### ACTION ITEM
Would you output each record exactly as it stands?

### EXTRACTED RECORDS
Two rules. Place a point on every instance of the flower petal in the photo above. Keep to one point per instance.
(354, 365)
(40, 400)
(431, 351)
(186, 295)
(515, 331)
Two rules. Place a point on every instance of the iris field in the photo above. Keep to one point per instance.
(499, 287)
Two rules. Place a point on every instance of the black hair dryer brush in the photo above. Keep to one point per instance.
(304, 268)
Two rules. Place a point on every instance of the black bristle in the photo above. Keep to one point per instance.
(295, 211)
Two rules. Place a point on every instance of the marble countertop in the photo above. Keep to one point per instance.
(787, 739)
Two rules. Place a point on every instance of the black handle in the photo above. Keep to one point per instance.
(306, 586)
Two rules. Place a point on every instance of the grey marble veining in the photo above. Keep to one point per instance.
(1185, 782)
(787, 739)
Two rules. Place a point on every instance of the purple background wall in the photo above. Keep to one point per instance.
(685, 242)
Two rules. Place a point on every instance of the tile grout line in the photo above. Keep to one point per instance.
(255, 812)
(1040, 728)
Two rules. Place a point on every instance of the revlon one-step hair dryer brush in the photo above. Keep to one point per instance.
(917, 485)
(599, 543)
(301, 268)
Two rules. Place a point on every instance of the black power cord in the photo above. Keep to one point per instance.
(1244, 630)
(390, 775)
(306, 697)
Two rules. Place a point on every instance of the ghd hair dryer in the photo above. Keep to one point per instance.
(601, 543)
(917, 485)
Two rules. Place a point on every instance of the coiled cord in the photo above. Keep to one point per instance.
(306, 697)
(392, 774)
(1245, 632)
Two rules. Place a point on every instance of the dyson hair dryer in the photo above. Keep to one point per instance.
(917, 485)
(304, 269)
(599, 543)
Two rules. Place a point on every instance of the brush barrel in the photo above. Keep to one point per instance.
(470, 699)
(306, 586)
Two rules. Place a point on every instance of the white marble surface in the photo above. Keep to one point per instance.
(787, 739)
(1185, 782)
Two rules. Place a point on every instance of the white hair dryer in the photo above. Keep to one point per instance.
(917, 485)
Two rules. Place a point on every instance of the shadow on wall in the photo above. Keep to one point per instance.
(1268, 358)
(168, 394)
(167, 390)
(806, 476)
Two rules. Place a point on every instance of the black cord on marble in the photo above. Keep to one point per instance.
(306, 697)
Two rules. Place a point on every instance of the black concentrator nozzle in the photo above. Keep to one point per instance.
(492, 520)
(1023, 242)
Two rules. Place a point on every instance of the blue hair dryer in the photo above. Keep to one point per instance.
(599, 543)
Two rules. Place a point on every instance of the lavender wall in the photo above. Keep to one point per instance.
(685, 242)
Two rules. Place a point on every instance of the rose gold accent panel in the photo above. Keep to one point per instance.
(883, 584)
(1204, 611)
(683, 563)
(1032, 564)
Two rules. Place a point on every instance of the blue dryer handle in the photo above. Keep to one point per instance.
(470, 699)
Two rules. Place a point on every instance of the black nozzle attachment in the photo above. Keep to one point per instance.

### SOLUTION FOR THIS PROBLEM
Two rules. Place a point on every instance of the flower petal in the photo above. Keep to one point per instance.
(354, 365)
(40, 400)
(431, 351)
(186, 295)
(515, 331)
Two rules. Place a point on every instance of the iris field in the photo above. Keep to one point per instance.
(499, 287)
Two rules. Place a point on every instance of the black hair dryer brush in the photo above. Keep to one point per instance.
(304, 268)
Two rules. Place a point on every instance of the black bristle in the photo above. Keep to one point per instance.
(295, 211)
Two rules. Place a point on every instance of the marble countertop in the photo above. Keep to one point per instance.
(787, 739)
Two rules. Place a point on every instance of the black handle in the photo above. Keep to one point per instance.
(306, 586)
Two rules. Place a point on every instance of the grey marble veining in the photo above. Keep to one point per instance.
(1185, 782)
(787, 739)
Two rules. Place a point on every instance of the purple background wall in the photo above. Keep to one point per instance.
(685, 242)
Two rules. Place a point on every instance of the tile grout line in the photo above. Keep to one point per instance.
(255, 812)
(1040, 728)
Two rules. Place a point on every instance of the revlon one-step hair dryer brush in the photo above. Keep to one point per instance.
(917, 485)
(599, 543)
(301, 268)
Two rules. Place a point on every instance of the black power cord in the photo above. Keep to one point per instance.
(1244, 630)
(390, 775)
(306, 697)
Two rules. Place a point on every instance of the ghd hair dryer in the photo above. Keep to one point per instance.
(601, 543)
(917, 485)
Two rules. Place a point on every instance of the coiled cord in the photo above. Keep to one point per instance.
(306, 697)
(392, 774)
(1245, 632)
Two rules. Place a point on every instance of the dyson hair dryer in the photo above. Keep to one point per instance.
(917, 485)
(304, 269)
(599, 543)
Two rules. Place a point on every instance of the brush barrel in the photo above. Keep to one point per instance.
(470, 699)
(306, 586)
Two rules. Place a point on every instance of the white marble surface in the photo above. Keep to one point per instance.
(787, 739)
(1185, 782)
Two rules. Place a point on every instance of the white hair dryer in the photo above. Keep to one point per instance.
(917, 485)
Two rules. Place a point on every instance of the shadow on wall in the photo above. Keep to one point per instance.
(1268, 358)
(168, 394)
(167, 390)
(806, 476)
Two rules. Place a point on every instance of the black cord on marble in the photo above. Keep to one point per instance.
(306, 697)
Two rules. Place a point on every instance of the black concentrator nozzle in the photo above. Keep to one point per instance.
(492, 520)
(1023, 242)
Two rules. Place a point on every instance of the blue hair dryer in the photo above. Keep to one point per instance.
(599, 543)
Two rules. Place a point on every instance of the lavender wall in the photo above. Keep to one point per instance.
(685, 242)
Two rules. Place a point on every instance of the rose gold accent panel in the photo above. Keep to one point per instance.
(883, 584)
(1204, 611)
(683, 563)
(1032, 564)
Two rules. Place a point on every instance of the blue dryer handle in the photo above. Keep to one point per instance.
(470, 699)
Two rules. Place a point on every instance of the black nozzle attachment in the photo above. Keep to one point per instance.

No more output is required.